***** Data for this exercise

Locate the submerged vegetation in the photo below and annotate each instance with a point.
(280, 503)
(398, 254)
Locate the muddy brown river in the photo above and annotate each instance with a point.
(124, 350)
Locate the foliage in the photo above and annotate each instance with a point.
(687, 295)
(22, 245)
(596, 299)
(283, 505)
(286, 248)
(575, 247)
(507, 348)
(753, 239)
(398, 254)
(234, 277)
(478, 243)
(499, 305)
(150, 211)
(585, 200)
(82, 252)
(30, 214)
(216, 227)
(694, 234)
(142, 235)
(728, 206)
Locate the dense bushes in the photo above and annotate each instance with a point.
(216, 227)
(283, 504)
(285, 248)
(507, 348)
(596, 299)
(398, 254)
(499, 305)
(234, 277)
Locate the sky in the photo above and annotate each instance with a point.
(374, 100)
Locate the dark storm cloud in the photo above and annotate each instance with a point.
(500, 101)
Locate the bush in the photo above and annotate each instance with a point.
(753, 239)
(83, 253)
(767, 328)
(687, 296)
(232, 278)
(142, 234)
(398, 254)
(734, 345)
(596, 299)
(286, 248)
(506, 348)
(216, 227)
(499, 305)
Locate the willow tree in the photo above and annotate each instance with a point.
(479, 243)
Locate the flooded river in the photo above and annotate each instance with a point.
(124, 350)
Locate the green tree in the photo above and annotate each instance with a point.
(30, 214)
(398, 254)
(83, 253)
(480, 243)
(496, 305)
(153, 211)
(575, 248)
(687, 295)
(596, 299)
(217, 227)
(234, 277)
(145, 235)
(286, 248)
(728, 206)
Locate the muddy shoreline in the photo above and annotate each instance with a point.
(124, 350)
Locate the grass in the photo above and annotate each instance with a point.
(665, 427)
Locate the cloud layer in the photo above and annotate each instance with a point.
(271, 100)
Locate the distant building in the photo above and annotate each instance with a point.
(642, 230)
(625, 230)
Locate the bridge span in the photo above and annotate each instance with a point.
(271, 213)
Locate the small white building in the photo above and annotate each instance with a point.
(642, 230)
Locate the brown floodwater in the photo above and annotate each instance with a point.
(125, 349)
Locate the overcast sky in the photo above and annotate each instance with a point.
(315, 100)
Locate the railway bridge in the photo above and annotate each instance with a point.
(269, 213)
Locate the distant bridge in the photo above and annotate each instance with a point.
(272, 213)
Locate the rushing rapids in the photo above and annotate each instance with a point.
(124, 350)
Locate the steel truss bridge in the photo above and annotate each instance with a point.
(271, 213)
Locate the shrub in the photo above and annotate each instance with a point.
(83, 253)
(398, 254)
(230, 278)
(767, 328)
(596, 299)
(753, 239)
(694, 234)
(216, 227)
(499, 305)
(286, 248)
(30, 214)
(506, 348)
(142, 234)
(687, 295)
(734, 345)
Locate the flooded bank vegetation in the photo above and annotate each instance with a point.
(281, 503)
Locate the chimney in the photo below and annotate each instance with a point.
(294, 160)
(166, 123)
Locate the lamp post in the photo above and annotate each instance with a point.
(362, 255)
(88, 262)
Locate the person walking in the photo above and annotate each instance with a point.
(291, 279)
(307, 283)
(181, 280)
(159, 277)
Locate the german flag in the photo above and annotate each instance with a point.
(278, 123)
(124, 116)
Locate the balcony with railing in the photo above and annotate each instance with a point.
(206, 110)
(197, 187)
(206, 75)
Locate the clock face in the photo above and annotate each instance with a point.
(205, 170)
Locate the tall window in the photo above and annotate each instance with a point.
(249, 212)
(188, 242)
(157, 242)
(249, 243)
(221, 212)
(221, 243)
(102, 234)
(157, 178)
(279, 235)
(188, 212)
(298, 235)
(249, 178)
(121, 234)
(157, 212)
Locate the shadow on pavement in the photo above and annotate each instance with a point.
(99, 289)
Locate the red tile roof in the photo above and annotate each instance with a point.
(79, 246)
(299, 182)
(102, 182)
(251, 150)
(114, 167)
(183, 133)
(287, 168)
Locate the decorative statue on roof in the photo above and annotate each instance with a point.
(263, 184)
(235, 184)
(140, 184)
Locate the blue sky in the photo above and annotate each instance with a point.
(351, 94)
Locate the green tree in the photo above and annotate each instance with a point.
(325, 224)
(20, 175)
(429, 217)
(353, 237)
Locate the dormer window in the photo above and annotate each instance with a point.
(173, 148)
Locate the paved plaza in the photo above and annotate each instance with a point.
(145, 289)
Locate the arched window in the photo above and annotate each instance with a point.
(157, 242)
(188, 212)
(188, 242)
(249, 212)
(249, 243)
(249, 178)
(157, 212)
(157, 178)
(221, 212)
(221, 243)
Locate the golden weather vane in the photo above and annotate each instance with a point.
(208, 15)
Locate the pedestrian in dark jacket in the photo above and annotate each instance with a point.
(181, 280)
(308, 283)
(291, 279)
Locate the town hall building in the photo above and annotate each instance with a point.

**********

**Short exercise:** Repeat every entry exactly as written above.

**Reply:**
Locate the submerged vegetation in the photo below and annotate each instance with a point.
(280, 503)
(398, 254)
Locate the muddy brown river in the photo above and annotate each instance with a point.
(124, 350)
Locate the foliage in the photo above and annotate each instance with a point.
(687, 295)
(22, 245)
(596, 299)
(283, 505)
(286, 248)
(575, 247)
(507, 348)
(753, 239)
(398, 254)
(234, 277)
(478, 243)
(499, 305)
(150, 211)
(585, 200)
(82, 252)
(30, 214)
(216, 227)
(694, 234)
(142, 235)
(728, 206)
Locate the dense bushes in the photo above and annotate each instance with a point.
(216, 227)
(283, 504)
(285, 248)
(507, 348)
(596, 299)
(398, 254)
(499, 305)
(234, 277)
Locate the sky in the photo above and annotate each instance with a point.
(374, 100)
Locate the dark storm cloud in the photo above and annotate each instance with a point.
(500, 101)
Locate the bush in the photo above and annotate each instance with a point.
(753, 239)
(83, 253)
(767, 328)
(687, 296)
(232, 278)
(142, 234)
(398, 254)
(734, 345)
(596, 299)
(286, 248)
(506, 348)
(216, 227)
(499, 305)
Locate the willow tree in the photo above and annotate each instance with a point.
(479, 243)
Locate the flooded river in the photo above and annotate each instance with a point.
(124, 350)
Locate the green tree in the photo above and annotate each instance with a point.
(30, 214)
(398, 254)
(83, 253)
(480, 243)
(496, 305)
(153, 211)
(575, 248)
(687, 295)
(596, 299)
(217, 227)
(234, 277)
(145, 235)
(286, 248)
(728, 206)
Locate the muddy shoreline in the photo above and annotate each instance with a point.
(124, 350)
Locate the grass in the photo above and annotate each instance with a point.
(665, 427)
Locate the cloud layer in the photo above and annotate each instance with a point.
(271, 100)
Locate the distant building in the photo above and annotate each instance with a point.
(642, 230)
(625, 230)
Locate the bridge span in the photo above and annotate each instance with a point.
(271, 213)
Locate the small white building in the photo above and annotate each instance with a point.
(642, 230)
Locate the brown floodwater in the photo above and annotate each instance with a point.
(125, 349)
Locate the overcast sky in the photo above and annotate each instance with a point.
(315, 100)
Locate the railway bridge in the photo above and annotate each instance with a point.
(269, 213)
Locate the distant bridge in the photo above and annotate each instance with a point.
(272, 213)
Locate the rushing rapids in the photo above and annotate each instance with a point.
(124, 350)
Locate the steel truss bridge in the photo above and annotate each instance with a point.
(271, 213)
Locate the shrub in the photo above and annotate each instance with a point.
(83, 253)
(398, 254)
(230, 278)
(767, 328)
(596, 299)
(753, 239)
(694, 234)
(216, 227)
(499, 305)
(286, 248)
(30, 214)
(506, 348)
(142, 234)
(687, 295)
(734, 345)
Locate the flooded bank vegetation in the photo above and annotate each instance with a point.
(281, 503)
Locate the chimney in the photo below and annotate each instance with a point.
(294, 160)
(166, 123)
Locate the lamp post in the photo above and annotate each instance with a point.
(362, 255)
(88, 262)
Locate the person walking in the photo above and annotate each instance with a point.
(291, 279)
(307, 283)
(181, 280)
(159, 277)
Locate the german flag in the photo above and annotate each instance with a point.
(278, 123)
(124, 116)
Locate the balcony with railing in the photo above and annotate each instance with a point.
(206, 110)
(197, 187)
(206, 75)
Locate the clock face in the photo above and annotate each instance with a point.
(205, 170)
Locate the tall window in the photo above and annotate each instance with a point.
(249, 212)
(188, 242)
(157, 242)
(249, 243)
(221, 212)
(221, 243)
(102, 234)
(157, 178)
(279, 235)
(188, 212)
(298, 235)
(249, 178)
(121, 234)
(157, 212)
Locate the shadow on pavement in the photo above and annotate each instance with a point.
(99, 289)
Locate the red tile roof in the photo above and annotate each instance with a point.
(79, 246)
(299, 182)
(102, 182)
(251, 150)
(114, 167)
(183, 133)
(287, 168)
Locate the decorative statue on roof in the photo above and annotate each instance with a point.
(263, 184)
(235, 184)
(140, 184)
Locate the blue sky in the photo above and annotate each instance with a point.
(351, 94)
Locate the green tree in the photo above and annotate each instance with a point.
(325, 224)
(20, 175)
(429, 217)
(353, 237)
Locate the dormer window in the photo above and annotate each instance with a point.
(173, 148)
Locate the paved plaza in the photo above and annotate each instance with a point.
(145, 289)
Locate the arched window in the photo above and annotate each instance with a point.
(157, 242)
(188, 212)
(188, 242)
(249, 212)
(249, 243)
(249, 178)
(157, 212)
(157, 178)
(221, 212)
(221, 243)
Locate the golden weather vane in the photo above and annotate each instance with a point.
(208, 15)
Locate the pedestrian in dark jacket in the photo above and annotate each instance with a point.
(181, 280)
(308, 283)
(291, 279)
Locate the town hall building in the photo above and annotate each instance with a point.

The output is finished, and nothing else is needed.